- [ACTIVITIES]:
**1.** In the AI Lab page, what did the writer want to use the PDFs extracted from the Red Hat documentation for?
**2.** Resume the AI Lab page from its last sentence, carrying on in the same voice.

- [DOCUMENT TEXT]:
------------------------------------------------------------
My AI Lab Experiments 🤖
Welcome to the AI Lab, my digital playground for exploring the intersection of development and AI! We’re in an era where AI is becoming a powerful co-pilot for coders, and this is where I put it to the test. I’m using Gemini Canvas Pro as a creative partner to see just how quickly an idea can become a functional HTML application, aiming to smash through creative blocks and accelerate the entire workflow.
Below, you’ll find a growing collection of simple apps, each bootstrapped with AI assistance. Think of them as tangible proof-of-concepts that show how AI can handle brainstorming, generate boilerplate code, and speed up development. The goal is to share fun, practical examples of what’s possible. So, dive in, explore the projects, and get inspired to integrate an AI partner into your own tech stack!
Red Hat Documentation PDF extractor
Built with: Gemini Pro Canvas
I wanted to extract all PDFs from the Red Hat documentation for a specific product and version to use them as sources to create a NotebookLM. I thought that there should be a better way than doing it manually, link by link and then downloading the PDF.
I felt it was a good challenge to try Gemini Canvas coding for this purpose 🙂 and it actually worked, after some back-and-forth iterations it seems to be working fine.
------------------------------------------------------------
- [DATASET CONTENT]:
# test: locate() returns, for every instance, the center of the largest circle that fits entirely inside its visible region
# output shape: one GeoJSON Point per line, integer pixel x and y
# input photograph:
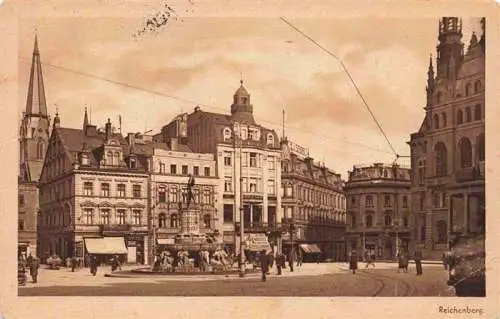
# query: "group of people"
{"type": "Point", "coordinates": [403, 261]}
{"type": "Point", "coordinates": [31, 263]}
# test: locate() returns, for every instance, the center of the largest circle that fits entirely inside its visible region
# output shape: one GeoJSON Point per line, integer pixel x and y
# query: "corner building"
{"type": "Point", "coordinates": [313, 199]}
{"type": "Point", "coordinates": [93, 196]}
{"type": "Point", "coordinates": [448, 151]}
{"type": "Point", "coordinates": [378, 210]}
{"type": "Point", "coordinates": [244, 152]}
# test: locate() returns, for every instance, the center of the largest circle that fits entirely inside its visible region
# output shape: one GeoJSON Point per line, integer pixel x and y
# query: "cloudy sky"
{"type": "Point", "coordinates": [199, 61]}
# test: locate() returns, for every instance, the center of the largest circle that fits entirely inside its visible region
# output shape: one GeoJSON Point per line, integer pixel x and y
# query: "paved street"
{"type": "Point", "coordinates": [329, 279]}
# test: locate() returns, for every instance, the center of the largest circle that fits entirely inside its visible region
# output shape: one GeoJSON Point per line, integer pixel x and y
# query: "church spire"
{"type": "Point", "coordinates": [36, 103]}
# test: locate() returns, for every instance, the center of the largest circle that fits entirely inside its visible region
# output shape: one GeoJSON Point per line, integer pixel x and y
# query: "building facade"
{"type": "Point", "coordinates": [379, 210]}
{"type": "Point", "coordinates": [33, 139]}
{"type": "Point", "coordinates": [170, 166]}
{"type": "Point", "coordinates": [247, 159]}
{"type": "Point", "coordinates": [313, 198]}
{"type": "Point", "coordinates": [93, 196]}
{"type": "Point", "coordinates": [448, 151]}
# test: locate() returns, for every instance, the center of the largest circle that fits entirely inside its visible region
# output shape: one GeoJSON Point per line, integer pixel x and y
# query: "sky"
{"type": "Point", "coordinates": [200, 61]}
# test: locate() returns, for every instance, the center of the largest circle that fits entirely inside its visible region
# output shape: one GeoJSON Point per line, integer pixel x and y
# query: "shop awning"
{"type": "Point", "coordinates": [310, 248]}
{"type": "Point", "coordinates": [105, 245]}
{"type": "Point", "coordinates": [257, 242]}
{"type": "Point", "coordinates": [166, 241]}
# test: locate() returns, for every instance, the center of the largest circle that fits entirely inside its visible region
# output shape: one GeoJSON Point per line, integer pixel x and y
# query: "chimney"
{"type": "Point", "coordinates": [108, 129]}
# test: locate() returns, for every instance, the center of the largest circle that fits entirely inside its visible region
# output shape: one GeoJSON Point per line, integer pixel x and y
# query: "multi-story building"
{"type": "Point", "coordinates": [378, 210]}
{"type": "Point", "coordinates": [93, 195]}
{"type": "Point", "coordinates": [247, 159]}
{"type": "Point", "coordinates": [33, 138]}
{"type": "Point", "coordinates": [313, 198]}
{"type": "Point", "coordinates": [170, 165]}
{"type": "Point", "coordinates": [448, 151]}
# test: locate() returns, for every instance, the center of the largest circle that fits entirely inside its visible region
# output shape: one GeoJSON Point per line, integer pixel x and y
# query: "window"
{"type": "Point", "coordinates": [105, 190]}
{"type": "Point", "coordinates": [228, 184]}
{"type": "Point", "coordinates": [477, 112]}
{"type": "Point", "coordinates": [387, 201]}
{"type": "Point", "coordinates": [270, 162]}
{"type": "Point", "coordinates": [271, 187]}
{"type": "Point", "coordinates": [105, 216]}
{"type": "Point", "coordinates": [253, 185]}
{"type": "Point", "coordinates": [174, 221]}
{"type": "Point", "coordinates": [228, 213]}
{"type": "Point", "coordinates": [436, 121]}
{"type": "Point", "coordinates": [468, 115]}
{"type": "Point", "coordinates": [442, 231]}
{"type": "Point", "coordinates": [369, 220]}
{"type": "Point", "coordinates": [206, 221]}
{"type": "Point", "coordinates": [162, 195]}
{"type": "Point", "coordinates": [136, 217]}
{"type": "Point", "coordinates": [227, 159]}
{"type": "Point", "coordinates": [387, 220]}
{"type": "Point", "coordinates": [480, 147]}
{"type": "Point", "coordinates": [465, 149]}
{"type": "Point", "coordinates": [369, 201]}
{"type": "Point", "coordinates": [87, 216]}
{"type": "Point", "coordinates": [121, 190]}
{"type": "Point", "coordinates": [441, 159]}
{"type": "Point", "coordinates": [253, 159]}
{"type": "Point", "coordinates": [460, 117]}
{"type": "Point", "coordinates": [477, 87]}
{"type": "Point", "coordinates": [120, 216]}
{"type": "Point", "coordinates": [88, 189]}
{"type": "Point", "coordinates": [136, 191]}
{"type": "Point", "coordinates": [162, 220]}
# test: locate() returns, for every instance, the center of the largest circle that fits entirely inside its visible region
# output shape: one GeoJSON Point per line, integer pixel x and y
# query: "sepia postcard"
{"type": "Point", "coordinates": [248, 159]}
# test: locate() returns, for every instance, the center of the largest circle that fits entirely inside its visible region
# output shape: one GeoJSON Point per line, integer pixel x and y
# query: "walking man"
{"type": "Point", "coordinates": [264, 264]}
{"type": "Point", "coordinates": [418, 262]}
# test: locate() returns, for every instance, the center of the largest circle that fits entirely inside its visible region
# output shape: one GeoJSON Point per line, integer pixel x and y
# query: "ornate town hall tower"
{"type": "Point", "coordinates": [448, 151]}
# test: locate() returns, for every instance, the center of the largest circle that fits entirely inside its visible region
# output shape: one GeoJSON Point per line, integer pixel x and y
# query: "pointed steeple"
{"type": "Point", "coordinates": [36, 102]}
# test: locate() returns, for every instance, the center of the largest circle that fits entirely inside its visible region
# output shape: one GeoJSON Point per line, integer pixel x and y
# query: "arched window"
{"type": "Point", "coordinates": [441, 230]}
{"type": "Point", "coordinates": [460, 117]}
{"type": "Point", "coordinates": [465, 151]}
{"type": "Point", "coordinates": [369, 220]}
{"type": "Point", "coordinates": [40, 150]}
{"type": "Point", "coordinates": [468, 89]}
{"type": "Point", "coordinates": [207, 221]}
{"type": "Point", "coordinates": [162, 220]}
{"type": "Point", "coordinates": [477, 112]}
{"type": "Point", "coordinates": [441, 159]}
{"type": "Point", "coordinates": [477, 87]}
{"type": "Point", "coordinates": [436, 121]}
{"type": "Point", "coordinates": [174, 221]}
{"type": "Point", "coordinates": [480, 147]}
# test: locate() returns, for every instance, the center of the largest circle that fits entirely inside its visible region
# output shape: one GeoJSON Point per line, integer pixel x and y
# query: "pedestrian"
{"type": "Point", "coordinates": [35, 264]}
{"type": "Point", "coordinates": [418, 262]}
{"type": "Point", "coordinates": [264, 264]}
{"type": "Point", "coordinates": [353, 262]}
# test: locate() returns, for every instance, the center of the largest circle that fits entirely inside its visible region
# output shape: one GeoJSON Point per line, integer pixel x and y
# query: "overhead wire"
{"type": "Point", "coordinates": [350, 77]}
{"type": "Point", "coordinates": [170, 96]}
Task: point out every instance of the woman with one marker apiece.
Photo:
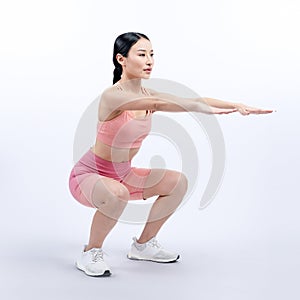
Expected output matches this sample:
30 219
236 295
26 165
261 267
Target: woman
104 179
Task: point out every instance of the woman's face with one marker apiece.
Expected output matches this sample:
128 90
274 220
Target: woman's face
139 61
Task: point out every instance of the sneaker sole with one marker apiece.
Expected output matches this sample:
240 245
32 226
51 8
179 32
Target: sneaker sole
105 274
157 261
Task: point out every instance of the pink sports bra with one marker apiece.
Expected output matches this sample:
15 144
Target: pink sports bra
125 130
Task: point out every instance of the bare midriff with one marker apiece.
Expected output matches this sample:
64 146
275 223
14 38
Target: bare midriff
113 154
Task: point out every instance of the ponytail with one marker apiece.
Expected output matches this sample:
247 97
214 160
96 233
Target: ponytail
117 73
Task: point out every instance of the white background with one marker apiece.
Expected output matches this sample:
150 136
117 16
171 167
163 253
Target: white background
56 58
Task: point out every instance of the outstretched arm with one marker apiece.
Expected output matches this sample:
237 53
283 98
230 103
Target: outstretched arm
113 100
240 107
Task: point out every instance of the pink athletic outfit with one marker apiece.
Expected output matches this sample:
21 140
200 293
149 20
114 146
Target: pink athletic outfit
123 131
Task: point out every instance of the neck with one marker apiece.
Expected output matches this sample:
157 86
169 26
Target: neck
133 85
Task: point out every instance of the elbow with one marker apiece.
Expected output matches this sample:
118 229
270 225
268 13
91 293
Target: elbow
158 105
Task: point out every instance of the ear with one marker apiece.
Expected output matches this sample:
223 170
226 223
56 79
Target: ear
121 59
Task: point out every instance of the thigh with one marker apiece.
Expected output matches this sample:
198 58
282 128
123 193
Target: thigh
93 190
162 182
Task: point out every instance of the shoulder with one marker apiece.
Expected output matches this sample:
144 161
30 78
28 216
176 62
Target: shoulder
111 90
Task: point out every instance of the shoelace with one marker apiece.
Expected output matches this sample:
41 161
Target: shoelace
97 255
154 243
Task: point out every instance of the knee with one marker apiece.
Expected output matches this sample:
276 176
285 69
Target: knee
112 198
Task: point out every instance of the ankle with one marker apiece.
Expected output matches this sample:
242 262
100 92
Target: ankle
91 246
143 240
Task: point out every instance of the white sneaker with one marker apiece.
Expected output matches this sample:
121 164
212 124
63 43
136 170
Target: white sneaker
91 262
151 251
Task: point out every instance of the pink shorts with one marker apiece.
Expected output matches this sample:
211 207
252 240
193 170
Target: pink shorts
90 168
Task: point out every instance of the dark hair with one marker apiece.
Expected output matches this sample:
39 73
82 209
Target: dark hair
122 45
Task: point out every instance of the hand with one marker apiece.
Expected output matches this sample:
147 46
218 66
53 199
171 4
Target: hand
220 111
247 110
------------------------------------------------------------
- [ACTIVITY ANSWERS]:
**1.** As sources to create a NotebookLM.

**2.**
You give the tool the main URL of the product documentation where you have the product and version (ex: https://docs.redhat.com/en/documentation/red_hat_openstack_services_on_openshift/18.0/ ) and it’ll scrap the main page for other URLs and get back all the pdf version URLs for you
MP3 Cutter App
Built with: Gemini Pro Canvas
I wanted to share another fun project I’ve been working on: a fully functional MP3 Cutter and Trimmer web application. You can use it to upload an MP3 file or load one from a direct URL, and it will display the audio waveform. From there, you can easily select a specific part of the audio, preview it, and then download just the cropped section as a new, high-quality MP3 file.
This application was created as an experiment to see what’s possible when collaborating on code with Google’s Gemini. My goal was to move beyond simple demos and build a genuinely useful tool that anyone can use directly in their browser, with no software to install.